The mentions of the ML are corrected. The DigitSeis operates by a semi-automated approach which required certain corrections and human-based control during the vectorisation process. So, some phrases and sentences are modified to the ‘machine-based’ approach and algorithms of semi-automated vectorisation. We used Python in the final step of data processing for check and quality control where the vectorized file were imported externally. The next directions of our research will include machine learning components where we test the vectorisation of seismograms using Python. In the scope of this research we used the DigitSeis with a post-processing of data in Python as a separate step. So, these phrases are corrected and modified in the text (always marked up for track change control).

9

A list of small typos and issues found:

  • DigitSeis software is first mentioned in section 1.4 (line 97), please add the reference citation there, as it is only cited later.

  • line 463 - "revolutions per hours" - probably meant "per hour".

  • line 540 - "very used tool" - probably meant "very useful tool".

  • lines 549-550 - sentence ".. this software limits making the fully automatic analysis impossible" - consider rephrasing, probably meant "... the limits of this software make the fully automatic analysis impossible".

  • line 590 - "available to through open access" - probably meant "available through open access".

All these types are corrected.

 

  • DigitSeis is cited when first mentioned in the subsection “Contribution” of Introduction (phrase “To this end, we applied the DigitSeis software [105] for semi-automated vectorising of seismograms.”, lines 137-138).

  • Corrected.

  • Corrected in Conclusions (Phrase “As a central added value of this paper, we demonstrated that DigitSeis software is a very useful tool for digitising<...>”)

  • Corrected as suggested to "the limits of this software make the fully automatic analysis impossible", 2nd paragraph in Conclusions.

  • Corrected to “available through open access” (in Conclusions).

 

Besides, we have proofread the manuscript throughout: corrected all occasional typesetting misprints and minor grammar mistakes (spelling, punctuation) where necessary. Grammar errors are corrected and misprints are checked everywhere in the text.

 

 

10

Overall, I think that the paper would be interesting to the community, but it would greatly benefit if a clear summary of all found issues in the process were given, with suggestions of what improvements could be made in the software (from the point of the user and from the point of the properties of analyzed data), as well as more clear presentation of the results.

Many thanks for the endorsement and support of our paper. Yes, we tried to present it readable to the community and as clear as possible for colleagues outside the geophysical and seismological domains. The vectorisation of scanned papers is a general purpose problem, which advanced since 1980s when various materials were digitised and converted to vector format. Specifically for seismology, the vectorisation of seismograms has its specifics. This includes time marks and gaps, patterns seismic traces and the need to exclude the noise which often present in the background.

The next step includes the interpretation of the intensity of signals.

We have improved the structure of the paper: reorganized the Introduction, added many additional paragraphs and some phrases to better explain the workflow.

The comments are added in the Discussion section regarding the workflow. Here we included comments on the improvements which could be made in the software from the point of user. We commented on the need of big data, i.e., to process the data in large volumes, which are a common in archives of seismological observatories.

The Conclusion is updated with a more clear summary of the work.

What is required ::
Retype the passage of the review response on seismogram vectorization word for word, everything from "The comments are" down to "of the work.".

Listed entries ::
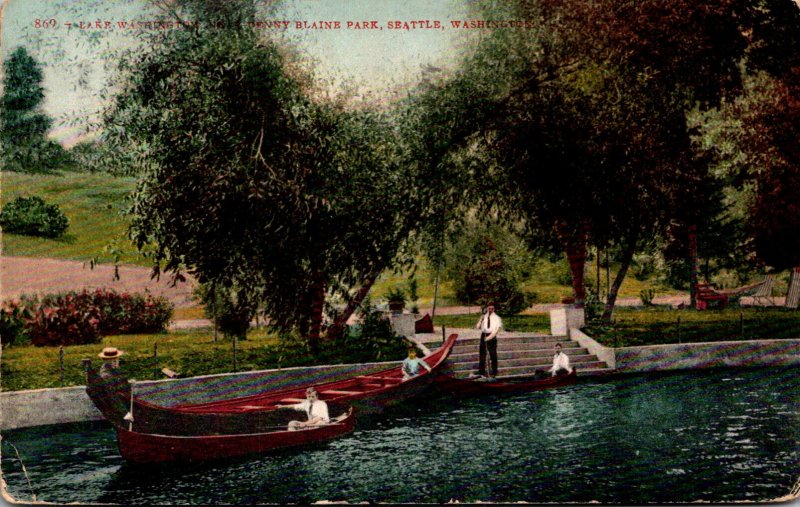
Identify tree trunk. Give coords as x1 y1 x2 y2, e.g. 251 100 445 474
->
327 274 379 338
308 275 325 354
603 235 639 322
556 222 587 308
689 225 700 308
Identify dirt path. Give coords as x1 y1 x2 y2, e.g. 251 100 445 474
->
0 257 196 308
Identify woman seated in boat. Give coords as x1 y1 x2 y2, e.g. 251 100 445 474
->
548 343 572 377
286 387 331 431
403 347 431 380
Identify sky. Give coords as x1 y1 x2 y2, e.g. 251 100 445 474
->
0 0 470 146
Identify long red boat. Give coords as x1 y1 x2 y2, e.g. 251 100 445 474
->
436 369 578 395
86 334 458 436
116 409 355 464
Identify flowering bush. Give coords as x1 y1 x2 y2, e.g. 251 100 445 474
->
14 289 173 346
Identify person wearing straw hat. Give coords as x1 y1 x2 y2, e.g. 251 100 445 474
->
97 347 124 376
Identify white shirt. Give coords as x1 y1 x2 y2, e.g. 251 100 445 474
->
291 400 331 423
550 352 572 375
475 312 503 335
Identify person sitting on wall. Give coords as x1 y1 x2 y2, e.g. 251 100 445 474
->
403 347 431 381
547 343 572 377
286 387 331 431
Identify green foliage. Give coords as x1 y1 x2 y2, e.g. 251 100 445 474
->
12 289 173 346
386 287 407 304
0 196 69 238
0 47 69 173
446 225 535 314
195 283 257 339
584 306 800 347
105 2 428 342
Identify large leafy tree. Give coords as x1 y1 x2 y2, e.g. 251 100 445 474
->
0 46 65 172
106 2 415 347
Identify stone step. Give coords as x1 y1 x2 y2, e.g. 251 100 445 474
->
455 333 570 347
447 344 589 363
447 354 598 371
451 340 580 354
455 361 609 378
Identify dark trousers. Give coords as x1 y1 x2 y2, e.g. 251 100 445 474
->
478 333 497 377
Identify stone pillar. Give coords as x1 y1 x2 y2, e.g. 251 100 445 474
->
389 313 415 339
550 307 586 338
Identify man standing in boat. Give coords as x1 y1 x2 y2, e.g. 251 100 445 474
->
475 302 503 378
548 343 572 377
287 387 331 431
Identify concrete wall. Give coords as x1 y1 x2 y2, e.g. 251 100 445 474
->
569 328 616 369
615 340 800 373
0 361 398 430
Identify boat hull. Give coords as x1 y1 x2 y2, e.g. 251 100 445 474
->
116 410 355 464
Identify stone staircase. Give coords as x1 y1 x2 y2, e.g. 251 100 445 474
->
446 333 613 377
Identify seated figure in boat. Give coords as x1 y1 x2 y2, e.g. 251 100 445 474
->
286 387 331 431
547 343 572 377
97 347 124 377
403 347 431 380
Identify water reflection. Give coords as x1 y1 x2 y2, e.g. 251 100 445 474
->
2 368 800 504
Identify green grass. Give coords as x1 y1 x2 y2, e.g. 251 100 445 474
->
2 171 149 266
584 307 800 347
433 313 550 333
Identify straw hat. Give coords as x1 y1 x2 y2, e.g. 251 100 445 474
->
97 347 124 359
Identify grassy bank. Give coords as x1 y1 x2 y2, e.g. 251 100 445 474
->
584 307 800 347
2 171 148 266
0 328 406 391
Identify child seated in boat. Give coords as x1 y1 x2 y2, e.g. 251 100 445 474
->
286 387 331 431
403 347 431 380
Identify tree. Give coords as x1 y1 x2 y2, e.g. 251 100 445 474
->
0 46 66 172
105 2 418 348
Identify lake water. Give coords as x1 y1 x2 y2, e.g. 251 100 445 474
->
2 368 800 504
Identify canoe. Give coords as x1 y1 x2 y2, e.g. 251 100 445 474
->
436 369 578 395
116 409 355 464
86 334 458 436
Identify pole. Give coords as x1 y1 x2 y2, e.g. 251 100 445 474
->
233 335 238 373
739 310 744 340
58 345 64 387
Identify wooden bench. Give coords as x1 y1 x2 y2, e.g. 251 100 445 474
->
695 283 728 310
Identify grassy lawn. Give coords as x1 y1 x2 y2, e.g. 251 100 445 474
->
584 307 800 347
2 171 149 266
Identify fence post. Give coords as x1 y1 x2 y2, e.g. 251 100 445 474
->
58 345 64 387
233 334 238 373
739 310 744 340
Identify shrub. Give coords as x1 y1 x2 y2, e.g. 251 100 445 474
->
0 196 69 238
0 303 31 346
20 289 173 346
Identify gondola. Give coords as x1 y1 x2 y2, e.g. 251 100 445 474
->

Task output ::
The comments are added in the Discussion section regarding the workflow. Here we included comments on the improvements which could be made in the software from the point of user. We commented on the need of big data, i.e., to process the data in large volumes, which are a common in archives of seismological observatories.

The Conclusion is updated with a more clear summary of the work.